**INFORMATION SHOWN**
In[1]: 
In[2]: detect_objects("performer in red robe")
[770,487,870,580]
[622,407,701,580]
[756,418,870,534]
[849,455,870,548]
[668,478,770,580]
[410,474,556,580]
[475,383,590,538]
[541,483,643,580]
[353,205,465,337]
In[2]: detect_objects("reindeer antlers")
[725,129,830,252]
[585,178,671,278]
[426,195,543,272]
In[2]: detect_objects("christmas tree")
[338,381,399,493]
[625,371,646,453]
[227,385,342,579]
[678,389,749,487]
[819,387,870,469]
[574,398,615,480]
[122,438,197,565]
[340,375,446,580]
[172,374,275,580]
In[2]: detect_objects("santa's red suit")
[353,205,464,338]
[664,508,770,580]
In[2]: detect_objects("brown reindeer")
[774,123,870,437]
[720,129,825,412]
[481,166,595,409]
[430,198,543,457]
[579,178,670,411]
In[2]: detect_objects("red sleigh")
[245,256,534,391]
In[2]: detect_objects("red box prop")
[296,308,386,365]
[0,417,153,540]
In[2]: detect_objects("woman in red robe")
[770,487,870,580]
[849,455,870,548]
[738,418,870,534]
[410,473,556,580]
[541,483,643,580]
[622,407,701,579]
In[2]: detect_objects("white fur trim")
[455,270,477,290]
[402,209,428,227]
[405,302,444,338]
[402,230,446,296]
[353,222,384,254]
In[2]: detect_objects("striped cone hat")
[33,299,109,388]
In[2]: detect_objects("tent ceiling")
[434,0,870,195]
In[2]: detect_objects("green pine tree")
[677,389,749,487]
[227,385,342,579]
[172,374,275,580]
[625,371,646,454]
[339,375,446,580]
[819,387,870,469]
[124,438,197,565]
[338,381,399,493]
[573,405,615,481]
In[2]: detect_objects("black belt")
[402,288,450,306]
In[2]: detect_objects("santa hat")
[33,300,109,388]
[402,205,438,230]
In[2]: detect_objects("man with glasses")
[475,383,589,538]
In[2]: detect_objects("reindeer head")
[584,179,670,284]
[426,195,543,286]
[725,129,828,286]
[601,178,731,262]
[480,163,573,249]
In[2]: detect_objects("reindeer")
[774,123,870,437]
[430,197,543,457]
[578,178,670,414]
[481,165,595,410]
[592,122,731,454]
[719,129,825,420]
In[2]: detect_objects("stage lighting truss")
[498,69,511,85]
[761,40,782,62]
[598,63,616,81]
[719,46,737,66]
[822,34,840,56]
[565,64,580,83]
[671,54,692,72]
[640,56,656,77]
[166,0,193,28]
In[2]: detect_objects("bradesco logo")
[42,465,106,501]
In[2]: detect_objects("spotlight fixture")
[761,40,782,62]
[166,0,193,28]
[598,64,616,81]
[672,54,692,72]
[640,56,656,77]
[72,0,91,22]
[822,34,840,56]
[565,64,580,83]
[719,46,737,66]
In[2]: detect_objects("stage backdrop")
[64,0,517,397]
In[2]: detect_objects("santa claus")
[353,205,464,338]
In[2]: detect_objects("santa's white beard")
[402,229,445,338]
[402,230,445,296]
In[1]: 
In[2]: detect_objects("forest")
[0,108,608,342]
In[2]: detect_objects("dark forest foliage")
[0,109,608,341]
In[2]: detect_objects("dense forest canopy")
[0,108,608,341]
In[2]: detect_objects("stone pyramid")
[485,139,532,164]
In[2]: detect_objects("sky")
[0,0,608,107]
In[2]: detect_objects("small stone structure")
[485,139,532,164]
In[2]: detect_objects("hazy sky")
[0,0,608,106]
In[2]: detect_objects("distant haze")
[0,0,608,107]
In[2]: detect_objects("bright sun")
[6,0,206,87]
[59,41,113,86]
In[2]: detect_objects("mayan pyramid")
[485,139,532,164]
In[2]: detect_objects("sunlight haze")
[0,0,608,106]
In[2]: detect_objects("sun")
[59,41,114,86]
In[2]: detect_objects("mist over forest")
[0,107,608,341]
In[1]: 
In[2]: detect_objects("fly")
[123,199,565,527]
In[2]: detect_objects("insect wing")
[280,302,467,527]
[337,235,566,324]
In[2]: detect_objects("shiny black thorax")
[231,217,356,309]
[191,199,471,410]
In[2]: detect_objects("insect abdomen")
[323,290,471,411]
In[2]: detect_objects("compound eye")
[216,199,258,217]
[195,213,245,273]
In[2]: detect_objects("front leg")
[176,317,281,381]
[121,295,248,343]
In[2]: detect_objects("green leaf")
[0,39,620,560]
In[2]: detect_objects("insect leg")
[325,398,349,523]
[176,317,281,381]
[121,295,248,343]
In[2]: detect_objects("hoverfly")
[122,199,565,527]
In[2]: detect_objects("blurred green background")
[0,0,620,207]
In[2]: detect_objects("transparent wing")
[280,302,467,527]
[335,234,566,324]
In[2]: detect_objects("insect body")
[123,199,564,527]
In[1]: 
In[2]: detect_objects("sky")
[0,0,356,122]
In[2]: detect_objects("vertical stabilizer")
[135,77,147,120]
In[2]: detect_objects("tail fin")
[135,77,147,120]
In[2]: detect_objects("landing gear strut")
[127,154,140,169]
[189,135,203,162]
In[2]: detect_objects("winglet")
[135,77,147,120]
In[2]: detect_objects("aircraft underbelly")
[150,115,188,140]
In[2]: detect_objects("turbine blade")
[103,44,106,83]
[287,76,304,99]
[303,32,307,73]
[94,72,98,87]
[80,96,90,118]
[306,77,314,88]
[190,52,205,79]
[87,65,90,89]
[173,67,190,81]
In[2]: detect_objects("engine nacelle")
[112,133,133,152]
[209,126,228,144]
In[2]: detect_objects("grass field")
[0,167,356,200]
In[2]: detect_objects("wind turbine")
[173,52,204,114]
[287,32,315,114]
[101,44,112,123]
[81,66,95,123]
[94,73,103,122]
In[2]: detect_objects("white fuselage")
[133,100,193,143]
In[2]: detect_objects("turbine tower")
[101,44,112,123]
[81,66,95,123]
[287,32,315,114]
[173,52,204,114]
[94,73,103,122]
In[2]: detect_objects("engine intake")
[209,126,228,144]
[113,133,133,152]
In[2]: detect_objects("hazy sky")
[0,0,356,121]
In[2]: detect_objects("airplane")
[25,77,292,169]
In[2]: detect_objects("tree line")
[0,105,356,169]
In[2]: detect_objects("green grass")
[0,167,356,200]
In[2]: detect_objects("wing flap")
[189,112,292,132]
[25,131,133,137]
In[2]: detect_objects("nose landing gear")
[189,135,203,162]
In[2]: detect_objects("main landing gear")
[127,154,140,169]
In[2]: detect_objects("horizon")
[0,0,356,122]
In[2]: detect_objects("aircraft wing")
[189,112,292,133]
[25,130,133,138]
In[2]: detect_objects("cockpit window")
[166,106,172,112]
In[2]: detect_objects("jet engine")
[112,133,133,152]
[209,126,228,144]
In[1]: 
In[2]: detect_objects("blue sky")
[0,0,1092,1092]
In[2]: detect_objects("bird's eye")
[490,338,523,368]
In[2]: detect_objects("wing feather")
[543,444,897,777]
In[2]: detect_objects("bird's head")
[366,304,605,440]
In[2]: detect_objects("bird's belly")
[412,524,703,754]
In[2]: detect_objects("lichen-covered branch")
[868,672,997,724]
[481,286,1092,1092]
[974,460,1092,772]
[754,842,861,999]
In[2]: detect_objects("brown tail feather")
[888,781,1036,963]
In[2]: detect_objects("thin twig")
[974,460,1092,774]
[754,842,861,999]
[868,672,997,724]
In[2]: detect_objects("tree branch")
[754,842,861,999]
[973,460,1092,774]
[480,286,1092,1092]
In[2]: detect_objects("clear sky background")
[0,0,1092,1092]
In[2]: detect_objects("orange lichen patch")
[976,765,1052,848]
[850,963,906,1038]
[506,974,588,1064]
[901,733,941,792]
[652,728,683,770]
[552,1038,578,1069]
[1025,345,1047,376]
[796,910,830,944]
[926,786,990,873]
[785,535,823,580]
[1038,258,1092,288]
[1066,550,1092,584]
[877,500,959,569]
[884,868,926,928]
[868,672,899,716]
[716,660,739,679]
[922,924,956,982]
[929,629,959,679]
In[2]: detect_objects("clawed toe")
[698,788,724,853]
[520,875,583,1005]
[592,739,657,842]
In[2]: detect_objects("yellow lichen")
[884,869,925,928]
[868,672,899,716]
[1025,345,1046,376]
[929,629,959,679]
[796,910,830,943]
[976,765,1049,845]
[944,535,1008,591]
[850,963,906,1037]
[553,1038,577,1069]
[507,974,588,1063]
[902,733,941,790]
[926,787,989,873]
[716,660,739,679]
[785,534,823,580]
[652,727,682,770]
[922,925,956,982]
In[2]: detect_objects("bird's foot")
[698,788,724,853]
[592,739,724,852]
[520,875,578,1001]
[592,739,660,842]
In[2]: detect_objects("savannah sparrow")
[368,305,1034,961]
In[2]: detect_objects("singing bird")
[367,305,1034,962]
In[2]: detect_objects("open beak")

**STATED PROBLEM**
List every line of the material that contains the string "pyramid", matching its case exactly.

**WRITTEN RESPONSE**
In[2]: detect_objects("stone pyramid")
In[2]: detect_objects("mayan pyramid")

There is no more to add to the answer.